##### Source data #####

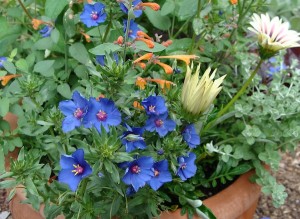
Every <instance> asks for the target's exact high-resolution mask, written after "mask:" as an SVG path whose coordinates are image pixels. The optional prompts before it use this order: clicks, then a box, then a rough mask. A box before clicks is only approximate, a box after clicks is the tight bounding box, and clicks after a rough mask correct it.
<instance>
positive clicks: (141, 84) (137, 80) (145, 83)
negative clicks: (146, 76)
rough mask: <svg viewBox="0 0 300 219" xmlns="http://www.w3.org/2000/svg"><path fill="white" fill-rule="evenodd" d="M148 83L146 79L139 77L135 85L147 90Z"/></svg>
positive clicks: (136, 80)
mask: <svg viewBox="0 0 300 219" xmlns="http://www.w3.org/2000/svg"><path fill="white" fill-rule="evenodd" d="M146 84H147V81H146V80H145V79H144V78H141V77H137V78H136V80H135V85H136V86H138V87H139V88H140V89H141V90H145V86H146Z"/></svg>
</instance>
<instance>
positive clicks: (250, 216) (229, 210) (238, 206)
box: [160, 171, 260, 219]
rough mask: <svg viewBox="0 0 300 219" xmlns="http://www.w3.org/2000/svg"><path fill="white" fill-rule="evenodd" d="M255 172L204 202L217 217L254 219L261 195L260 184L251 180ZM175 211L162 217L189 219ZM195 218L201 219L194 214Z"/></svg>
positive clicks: (227, 218) (212, 196) (197, 218)
mask: <svg viewBox="0 0 300 219" xmlns="http://www.w3.org/2000/svg"><path fill="white" fill-rule="evenodd" d="M253 174H254V171H250V172H247V173H245V174H244V175H242V176H240V177H239V178H238V179H237V180H236V181H235V182H234V183H233V184H231V185H230V186H229V187H227V188H226V189H224V190H223V191H221V192H219V193H218V194H216V195H214V196H212V197H210V198H208V199H206V200H204V201H203V203H204V204H205V205H206V206H207V207H208V208H210V209H211V210H212V212H213V213H214V214H215V216H216V217H217V219H253V215H254V213H255V209H256V206H257V203H258V199H259V196H260V186H258V185H257V184H255V183H251V182H250V181H249V177H250V176H252V175H253ZM187 218H188V217H187V216H181V215H180V209H178V210H176V211H175V212H163V213H162V215H161V216H160V219H187ZM193 219H200V217H197V216H194V217H193Z"/></svg>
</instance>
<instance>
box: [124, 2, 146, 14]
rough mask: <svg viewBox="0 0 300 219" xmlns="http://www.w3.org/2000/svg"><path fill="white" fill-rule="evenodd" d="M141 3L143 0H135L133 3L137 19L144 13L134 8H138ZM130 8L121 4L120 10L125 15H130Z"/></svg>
mask: <svg viewBox="0 0 300 219" xmlns="http://www.w3.org/2000/svg"><path fill="white" fill-rule="evenodd" d="M140 2H141V0H134V1H132V7H133V10H134V12H133V13H134V16H135V17H136V18H137V17H140V16H141V15H142V13H143V10H140V9H136V10H135V9H134V7H135V6H137V5H138V4H139V3H140ZM129 7H130V6H129V5H127V4H126V5H125V4H124V3H120V8H121V10H122V11H123V12H124V13H126V14H128V8H129Z"/></svg>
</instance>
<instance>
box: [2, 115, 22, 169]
mask: <svg viewBox="0 0 300 219" xmlns="http://www.w3.org/2000/svg"><path fill="white" fill-rule="evenodd" d="M3 119H4V120H5V121H7V122H8V123H9V125H10V130H11V131H13V130H15V129H16V128H17V125H18V117H17V116H16V115H15V114H12V113H7V114H6V116H4V117H3ZM18 153H19V149H18V148H17V149H16V150H14V151H13V152H9V153H8V154H7V155H6V156H5V170H6V171H8V170H9V166H10V159H11V158H13V159H15V158H17V157H18Z"/></svg>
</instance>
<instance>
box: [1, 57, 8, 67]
mask: <svg viewBox="0 0 300 219" xmlns="http://www.w3.org/2000/svg"><path fill="white" fill-rule="evenodd" d="M5 61H7V58H6V57H4V56H3V57H0V68H3V62H5Z"/></svg>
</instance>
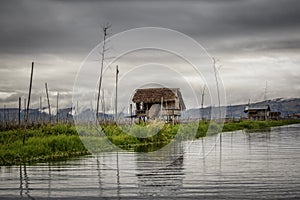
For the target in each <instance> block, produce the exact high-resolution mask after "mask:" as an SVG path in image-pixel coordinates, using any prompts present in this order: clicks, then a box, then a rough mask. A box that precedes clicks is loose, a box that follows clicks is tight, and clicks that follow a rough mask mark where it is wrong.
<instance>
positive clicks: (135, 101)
mask: <svg viewBox="0 0 300 200" xmlns="http://www.w3.org/2000/svg"><path fill="white" fill-rule="evenodd" d="M162 97H163V102H166V101H175V100H176V99H179V102H180V105H181V107H182V108H183V110H185V105H184V102H183V98H182V95H181V92H180V90H179V88H145V89H137V90H136V91H135V94H134V96H133V98H132V101H133V102H134V103H140V102H144V103H158V104H160V103H161V98H162Z"/></svg>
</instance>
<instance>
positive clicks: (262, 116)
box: [244, 105, 270, 120]
mask: <svg viewBox="0 0 300 200" xmlns="http://www.w3.org/2000/svg"><path fill="white" fill-rule="evenodd" d="M244 112H245V113H248V119H250V120H267V119H269V117H270V106H268V105H266V106H257V107H251V106H246V108H245V110H244Z"/></svg>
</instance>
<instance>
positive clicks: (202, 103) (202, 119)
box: [201, 85, 205, 120]
mask: <svg viewBox="0 0 300 200" xmlns="http://www.w3.org/2000/svg"><path fill="white" fill-rule="evenodd" d="M204 92H205V85H204V87H203V90H202V94H201V120H203V116H204V115H203V112H204V109H203V104H204Z"/></svg>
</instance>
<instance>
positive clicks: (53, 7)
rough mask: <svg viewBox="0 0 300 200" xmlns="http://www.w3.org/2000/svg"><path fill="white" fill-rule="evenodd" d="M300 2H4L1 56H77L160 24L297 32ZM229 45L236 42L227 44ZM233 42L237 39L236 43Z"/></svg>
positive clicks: (278, 0) (213, 31)
mask: <svg viewBox="0 0 300 200" xmlns="http://www.w3.org/2000/svg"><path fill="white" fill-rule="evenodd" d="M299 8H300V1H297V0H276V1H273V0H265V1H255V0H244V1H243V0H242V1H185V2H181V1H151V2H150V1H74V0H73V1H57V0H54V1H35V0H29V1H4V2H2V3H1V7H0V26H1V32H0V40H1V47H0V48H1V49H0V51H1V52H2V53H9V52H15V53H23V54H24V53H25V54H26V53H39V52H40V51H43V52H44V53H45V52H51V53H54V52H59V53H62V54H68V53H69V54H72V53H78V52H80V53H82V52H84V51H88V50H89V48H91V47H93V46H94V45H96V44H97V43H98V42H99V41H100V40H101V32H100V26H101V25H102V24H103V23H104V22H105V21H109V22H111V24H113V32H114V33H117V32H119V31H124V30H127V29H130V28H135V27H142V26H161V27H166V28H171V29H175V30H178V31H182V32H183V33H185V34H188V35H190V36H192V37H194V38H199V37H202V38H205V40H214V39H215V38H217V39H218V38H220V37H221V38H225V37H227V36H230V37H232V35H241V34H250V35H251V34H255V33H259V32H261V31H271V32H272V33H270V34H276V31H280V30H281V29H283V28H284V29H291V30H298V29H299V28H298V27H300V12H299ZM232 42H233V43H234V42H235V41H232ZM237 42H238V41H237Z"/></svg>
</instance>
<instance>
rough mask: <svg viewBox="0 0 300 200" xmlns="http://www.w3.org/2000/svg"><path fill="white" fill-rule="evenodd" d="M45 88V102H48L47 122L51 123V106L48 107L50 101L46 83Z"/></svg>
mask: <svg viewBox="0 0 300 200" xmlns="http://www.w3.org/2000/svg"><path fill="white" fill-rule="evenodd" d="M45 88H46V94H47V102H48V112H49V122H50V123H51V106H50V100H49V94H48V85H47V83H45Z"/></svg>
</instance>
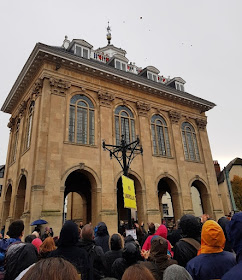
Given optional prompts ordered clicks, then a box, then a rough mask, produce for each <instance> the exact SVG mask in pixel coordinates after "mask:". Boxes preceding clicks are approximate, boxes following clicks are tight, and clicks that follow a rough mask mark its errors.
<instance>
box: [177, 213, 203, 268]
mask: <svg viewBox="0 0 242 280" xmlns="http://www.w3.org/2000/svg"><path fill="white" fill-rule="evenodd" d="M180 227H181V230H182V236H183V238H182V239H180V240H179V241H178V242H177V243H176V246H175V248H174V259H175V260H177V262H178V264H179V265H181V266H183V267H185V266H186V264H187V262H188V261H189V260H191V259H192V258H194V257H195V256H196V255H197V252H198V250H199V249H200V246H201V244H200V242H201V241H200V240H201V239H200V238H201V224H200V223H199V222H198V220H197V218H196V217H194V216H193V215H188V214H187V215H184V216H182V217H181V220H180Z"/></svg>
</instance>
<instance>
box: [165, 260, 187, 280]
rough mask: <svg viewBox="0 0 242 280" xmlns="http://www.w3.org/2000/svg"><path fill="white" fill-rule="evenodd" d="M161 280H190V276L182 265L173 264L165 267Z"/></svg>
mask: <svg viewBox="0 0 242 280" xmlns="http://www.w3.org/2000/svg"><path fill="white" fill-rule="evenodd" d="M163 280H192V276H191V275H190V274H189V273H188V272H187V270H186V269H185V268H184V267H183V266H180V265H177V264H173V265H171V266H169V267H167V268H166V269H165V271H164V275H163Z"/></svg>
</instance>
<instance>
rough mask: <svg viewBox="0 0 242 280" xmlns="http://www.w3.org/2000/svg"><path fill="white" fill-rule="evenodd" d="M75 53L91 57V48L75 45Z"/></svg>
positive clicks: (81, 55) (85, 57) (84, 56)
mask: <svg viewBox="0 0 242 280" xmlns="http://www.w3.org/2000/svg"><path fill="white" fill-rule="evenodd" d="M75 54H76V55H78V56H81V57H84V58H88V59H89V49H87V48H85V47H82V46H78V45H75Z"/></svg>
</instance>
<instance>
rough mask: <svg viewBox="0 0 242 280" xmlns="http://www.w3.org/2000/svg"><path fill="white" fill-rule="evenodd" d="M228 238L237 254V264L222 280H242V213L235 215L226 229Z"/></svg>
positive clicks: (237, 213)
mask: <svg viewBox="0 0 242 280" xmlns="http://www.w3.org/2000/svg"><path fill="white" fill-rule="evenodd" d="M226 231H227V237H228V240H229V241H230V244H231V246H232V248H233V250H234V252H235V253H236V261H237V264H236V265H235V266H234V267H233V268H231V269H230V270H229V271H228V272H227V273H226V274H225V275H224V276H223V277H222V280H231V279H233V280H241V279H242V212H239V213H236V214H234V215H233V217H232V219H231V221H230V222H229V224H228V225H227V227H226Z"/></svg>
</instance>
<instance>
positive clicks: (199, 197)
mask: <svg viewBox="0 0 242 280" xmlns="http://www.w3.org/2000/svg"><path fill="white" fill-rule="evenodd" d="M191 196H192V206H193V211H194V215H195V216H196V217H201V216H202V214H203V206H202V201H201V196H200V192H199V190H198V189H197V188H196V187H194V186H192V187H191Z"/></svg>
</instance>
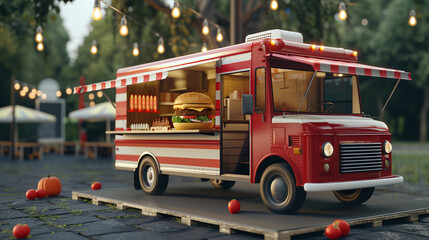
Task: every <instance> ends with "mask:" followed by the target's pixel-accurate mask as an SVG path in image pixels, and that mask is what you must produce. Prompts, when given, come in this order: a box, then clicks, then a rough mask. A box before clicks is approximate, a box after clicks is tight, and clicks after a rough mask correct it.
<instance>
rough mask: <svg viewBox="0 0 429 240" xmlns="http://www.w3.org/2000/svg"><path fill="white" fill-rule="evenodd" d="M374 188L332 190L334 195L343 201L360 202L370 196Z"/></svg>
mask: <svg viewBox="0 0 429 240" xmlns="http://www.w3.org/2000/svg"><path fill="white" fill-rule="evenodd" d="M373 193H374V188H360V189H353V190H343V191H334V195H335V197H337V198H338V200H340V201H341V202H343V203H347V204H361V203H364V202H366V201H368V199H370V198H371V196H372V194H373Z"/></svg>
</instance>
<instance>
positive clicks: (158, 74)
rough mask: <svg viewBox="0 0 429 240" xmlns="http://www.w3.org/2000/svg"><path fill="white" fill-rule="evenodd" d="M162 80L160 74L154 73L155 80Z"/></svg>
mask: <svg viewBox="0 0 429 240" xmlns="http://www.w3.org/2000/svg"><path fill="white" fill-rule="evenodd" d="M160 79H162V72H159V73H156V79H155V80H160Z"/></svg>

#####

* Goal of the exercise *
Render the stretch from the start of the rows above through the line containing "negative clicks: (146, 76)" as a Markdown table with the columns No. and Text, one numbered line per table row, skipping blank lines and leaving out the pictures.

* Reply *
| No. | Text |
|---|---|
| 1 | Every <instance> asks for the target's exact high-resolution mask, written after "mask:" as an SVG path whose coordinates are image pixels. The optional prompts before it use this order: clicks, then a box, then a rough mask. A box before clicks is only approximate, a box after clicks is the tight bounding box, and clicks after a rough mask correct it. |
| 2 | <instance> |
| 3 | positive clicks: (141, 84) (137, 80) (145, 83) |
| 4 | negative clicks: (146, 76) |